Work to do
How many of the lines below contain the string "grass"? Case matters; reply with the number alone.

Dataset rows
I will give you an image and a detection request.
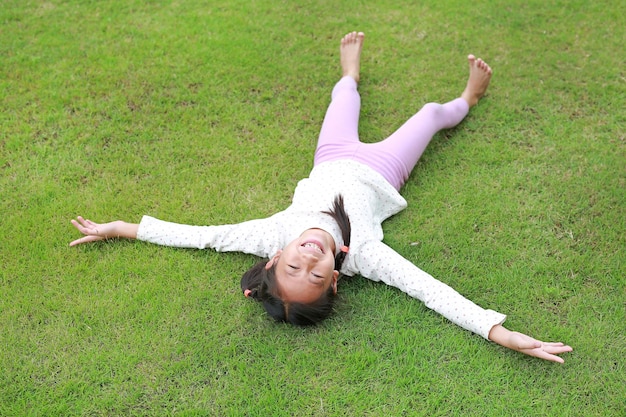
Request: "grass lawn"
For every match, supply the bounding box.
[0,0,626,417]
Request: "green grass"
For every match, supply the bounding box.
[0,0,626,416]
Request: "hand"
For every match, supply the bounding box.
[70,216,131,246]
[489,325,573,363]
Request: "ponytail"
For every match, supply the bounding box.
[323,194,352,271]
[241,194,351,326]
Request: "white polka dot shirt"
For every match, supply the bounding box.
[137,160,506,339]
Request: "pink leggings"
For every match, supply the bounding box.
[314,77,469,190]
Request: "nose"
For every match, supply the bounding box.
[301,252,319,264]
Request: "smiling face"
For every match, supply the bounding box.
[266,229,339,304]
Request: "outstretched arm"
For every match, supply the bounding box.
[70,216,139,246]
[489,324,573,363]
[353,241,572,363]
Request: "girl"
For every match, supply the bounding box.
[70,32,572,363]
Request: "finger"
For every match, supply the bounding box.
[71,217,91,235]
[70,236,104,246]
[543,344,574,354]
[543,342,565,347]
[517,337,541,350]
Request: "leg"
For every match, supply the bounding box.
[315,32,364,164]
[358,55,492,189]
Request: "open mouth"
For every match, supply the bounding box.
[300,240,324,254]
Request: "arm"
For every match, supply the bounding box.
[70,216,282,257]
[70,216,139,246]
[355,242,572,362]
[489,324,573,363]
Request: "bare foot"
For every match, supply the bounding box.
[461,55,492,107]
[339,32,365,82]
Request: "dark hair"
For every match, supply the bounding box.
[241,194,351,326]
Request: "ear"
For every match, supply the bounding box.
[330,270,339,294]
[265,250,283,270]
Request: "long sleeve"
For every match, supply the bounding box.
[137,216,280,257]
[355,241,506,340]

Exercise answer
2